***** Supplied data *****
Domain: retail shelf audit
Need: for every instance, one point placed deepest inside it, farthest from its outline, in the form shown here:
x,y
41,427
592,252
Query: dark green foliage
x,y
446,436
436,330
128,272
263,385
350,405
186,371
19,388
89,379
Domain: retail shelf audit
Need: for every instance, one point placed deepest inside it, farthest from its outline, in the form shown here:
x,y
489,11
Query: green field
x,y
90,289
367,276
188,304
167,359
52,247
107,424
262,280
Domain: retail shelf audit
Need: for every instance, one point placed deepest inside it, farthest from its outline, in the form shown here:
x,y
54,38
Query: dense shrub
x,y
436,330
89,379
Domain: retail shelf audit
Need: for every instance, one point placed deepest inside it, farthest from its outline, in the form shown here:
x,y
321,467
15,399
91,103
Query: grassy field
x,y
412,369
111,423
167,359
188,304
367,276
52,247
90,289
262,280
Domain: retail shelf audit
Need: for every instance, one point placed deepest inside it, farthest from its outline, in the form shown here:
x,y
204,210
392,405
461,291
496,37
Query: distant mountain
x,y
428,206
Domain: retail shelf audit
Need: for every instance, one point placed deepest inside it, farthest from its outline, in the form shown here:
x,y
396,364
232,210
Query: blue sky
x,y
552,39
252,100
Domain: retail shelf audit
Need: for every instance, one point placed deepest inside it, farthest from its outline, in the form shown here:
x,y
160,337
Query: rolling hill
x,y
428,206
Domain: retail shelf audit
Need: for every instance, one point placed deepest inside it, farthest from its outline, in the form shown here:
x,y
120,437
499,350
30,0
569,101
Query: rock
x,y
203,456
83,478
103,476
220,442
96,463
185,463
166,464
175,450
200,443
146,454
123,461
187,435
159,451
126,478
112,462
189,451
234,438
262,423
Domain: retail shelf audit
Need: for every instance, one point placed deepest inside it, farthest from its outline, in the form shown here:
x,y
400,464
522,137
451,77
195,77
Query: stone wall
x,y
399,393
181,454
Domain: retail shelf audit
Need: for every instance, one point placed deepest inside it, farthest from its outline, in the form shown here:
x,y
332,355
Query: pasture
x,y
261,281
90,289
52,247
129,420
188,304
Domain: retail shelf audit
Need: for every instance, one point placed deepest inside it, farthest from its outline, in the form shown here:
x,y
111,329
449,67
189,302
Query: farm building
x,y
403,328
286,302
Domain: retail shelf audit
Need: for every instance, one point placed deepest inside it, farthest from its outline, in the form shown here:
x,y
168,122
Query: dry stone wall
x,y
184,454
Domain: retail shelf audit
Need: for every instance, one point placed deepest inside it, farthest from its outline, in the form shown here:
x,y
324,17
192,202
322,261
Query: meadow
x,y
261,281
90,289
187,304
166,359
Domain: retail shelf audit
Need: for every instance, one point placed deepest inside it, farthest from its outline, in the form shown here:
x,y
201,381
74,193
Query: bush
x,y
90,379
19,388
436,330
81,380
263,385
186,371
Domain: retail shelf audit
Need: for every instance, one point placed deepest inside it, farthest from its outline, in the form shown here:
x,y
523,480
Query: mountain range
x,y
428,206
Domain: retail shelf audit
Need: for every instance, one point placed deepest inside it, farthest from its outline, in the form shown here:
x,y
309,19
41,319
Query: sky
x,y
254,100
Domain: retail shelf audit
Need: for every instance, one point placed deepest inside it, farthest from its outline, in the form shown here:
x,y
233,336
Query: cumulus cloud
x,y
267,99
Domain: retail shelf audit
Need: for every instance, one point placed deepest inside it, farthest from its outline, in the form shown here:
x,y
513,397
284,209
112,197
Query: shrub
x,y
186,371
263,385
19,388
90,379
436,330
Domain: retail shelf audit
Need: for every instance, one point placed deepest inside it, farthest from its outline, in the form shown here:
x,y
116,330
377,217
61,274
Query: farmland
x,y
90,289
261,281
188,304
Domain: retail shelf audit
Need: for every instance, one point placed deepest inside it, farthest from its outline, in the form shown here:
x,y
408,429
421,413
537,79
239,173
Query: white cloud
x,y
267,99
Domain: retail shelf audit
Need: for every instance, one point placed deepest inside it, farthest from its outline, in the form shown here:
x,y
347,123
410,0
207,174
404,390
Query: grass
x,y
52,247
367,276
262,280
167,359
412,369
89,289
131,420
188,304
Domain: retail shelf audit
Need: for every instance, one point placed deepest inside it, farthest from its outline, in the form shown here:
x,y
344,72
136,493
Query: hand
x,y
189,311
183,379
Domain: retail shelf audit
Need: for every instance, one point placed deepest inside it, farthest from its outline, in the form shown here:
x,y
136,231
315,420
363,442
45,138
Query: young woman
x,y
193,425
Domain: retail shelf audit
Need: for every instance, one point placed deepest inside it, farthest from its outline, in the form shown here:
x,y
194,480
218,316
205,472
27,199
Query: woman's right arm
*****
■ Written instruction: Your task is to print the whole listing again exactly.

■ Correct output:
Domain: retail shelf audit
Need: for every instance, one point placed deepest inside it, farthest from its outline, in the form shown here:
x,y
41,427
592,252
Query: dark green foliage
x,y
446,436
436,330
128,272
263,385
350,405
186,371
19,388
89,379
Domain: retail shelf audit
Need: for every instance, one point placed deepest inside it, farthest from its outline, in the form shown here:
x,y
489,11
Query: green field
x,y
90,289
367,276
188,304
167,359
52,247
107,424
262,280
Domain: retail shelf audit
Need: for every instance, one point placed deepest inside it, farthest from its outline, in the form shown here:
x,y
54,38
Query: dense shrub
x,y
436,330
89,379
Domain: retail shelf audit
Need: for every instance, one point placed deepest inside it, farthest from its outline, in the form shown here:
x,y
321,467
15,399
91,103
Query: grassy field
x,y
412,369
111,423
167,359
188,304
367,276
52,247
90,289
262,280
Domain: retail shelf audit
Need: for every instance, one point placed deepest inside it, farthest from its outline, in the form shown here:
x,y
204,210
392,405
461,291
496,37
Query: distant mountain
x,y
428,206
Domain: retail shelf audit
Need: for every instance, one point placed deepest inside it, farthest from its outline, in the form shown here:
x,y
396,364
232,210
Query: blue sky
x,y
552,39
252,100
Domain: retail shelf audit
Need: for every instance, one point placed deepest inside it, farthest from its outline, in the form shown here:
x,y
160,337
Query: rolling hill
x,y
428,206
Domain: retail shelf audit
Need: for every instance, one point placed deepest inside it, farthest from its outline, in the form shown here:
x,y
120,437
499,350
30,0
569,101
Query: rock
x,y
203,456
83,478
103,476
220,442
96,463
185,463
166,464
175,450
200,443
146,454
123,461
187,435
159,451
126,478
112,462
189,451
234,438
262,423
Domain: retail shelf audit
Need: for every instance, one point placed deepest inside it, farthest from its outline, in the form shown here:
x,y
400,464
522,137
451,77
195,77
Query: stone wall
x,y
399,393
181,454
Domain: retail shelf audit
Need: for every instance, one point placed deepest inside it, farthest from its outline, in the form shown here:
x,y
332,355
Query: pasture
x,y
261,281
90,289
52,247
129,420
188,304
Domain: retail shelf audit
Need: for every instance, one point placed deepest inside it, farthest from its outline, in the form shown here:
x,y
111,329
449,67
189,302
Query: farm building
x,y
403,328
286,302
Domain: retail shelf audit
Need: for every instance, one point placed deepest inside it, farthest from its outline, in the form shown here:
x,y
168,122
Query: dry stone wall
x,y
184,454
Domain: retail shelf audit
Need: for every instance, one point placed deepest inside it, farthest from its outline, in the form shown here:
x,y
324,17
192,202
322,261
Query: meadow
x,y
261,281
90,289
187,304
166,359
Domain: retail shelf audit
Need: for every instance, one point placed deepest inside it, farthest from its outline, in the form shown here:
x,y
201,381
74,193
Query: bush
x,y
90,379
19,388
436,330
81,380
263,385
186,371
Domain: retail shelf audit
Need: for every instance, one point placed deepest inside it, farthest from its outline, in the form shown here:
x,y
523,480
Query: mountain range
x,y
428,206
Domain: retail shelf audit
Need: for every instance, one point placed deepest inside it, farthest from its outline, in the form shown here:
x,y
309,19
41,319
Query: sky
x,y
254,100
Domain: retail shelf audit
Need: for every instance, one point placed deepest inside it, farthest from its outline, in the form shown here:
x,y
233,336
Query: cumulus cloud
x,y
267,99
Domain: retail shelf audit
Need: for every instance, one point placed deepest inside it, farthest from its outline, in the form shown here:
x,y
513,397
284,209
112,197
Query: shrub
x,y
186,371
263,385
19,388
90,379
436,330
Domain: retail shelf audit
Need: for every instance, one point placed deepest inside it, farthest from its outline, in the form shown here:
x,y
116,330
377,217
61,274
Query: farmland
x,y
90,289
261,281
188,304
Domain: retail shelf audit
Need: for every instance, one point placed deepest inside it, farthest from its outline, in the form shown here:
x,y
408,429
421,413
537,79
239,173
Query: white cloud
x,y
267,99
Domain: retail shelf audit
Need: for every instance, one point placed deepest inside it, farthest from its outline, in the form shown here:
x,y
347,123
410,0
207,174
404,390
Query: grass
x,y
52,247
367,276
262,280
167,359
412,369
89,289
131,420
188,304
Domain: retail shelf audit
Need: for every instance, one point placed deepest inside it, farthest from its outline, in the form shown here:
x,y
344,72
136,493
Query: hand
x,y
189,311
183,379
Domain: retail shelf audit
Need: for every instance, one point placed deepest inside it, farthest from its outline, in the form shown here:
x,y
136,231
315,420
363,442
45,138
Query: young woman
x,y
193,425
Domain: retail shelf audit
Need: for every instance, one point placed deepest inside it, farthest from its outline, in the form shown here:
x,y
194,480
218,316
205,472
27,199
Query: woman's right arm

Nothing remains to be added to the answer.